REQUEST –
From the records below, pull out every line that contains the word "column" and copy each one in full.

____________

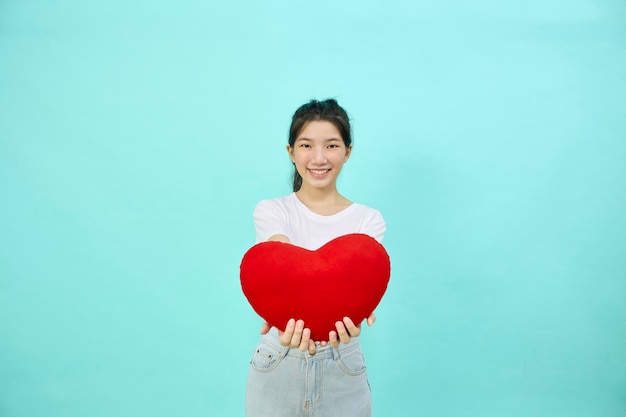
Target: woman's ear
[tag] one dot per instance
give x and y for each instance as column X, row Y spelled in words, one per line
column 290, row 152
column 348, row 153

____________

RESULT BELOW –
give x and y for each instance as column X, row Y spelled in words, one per line
column 290, row 152
column 348, row 153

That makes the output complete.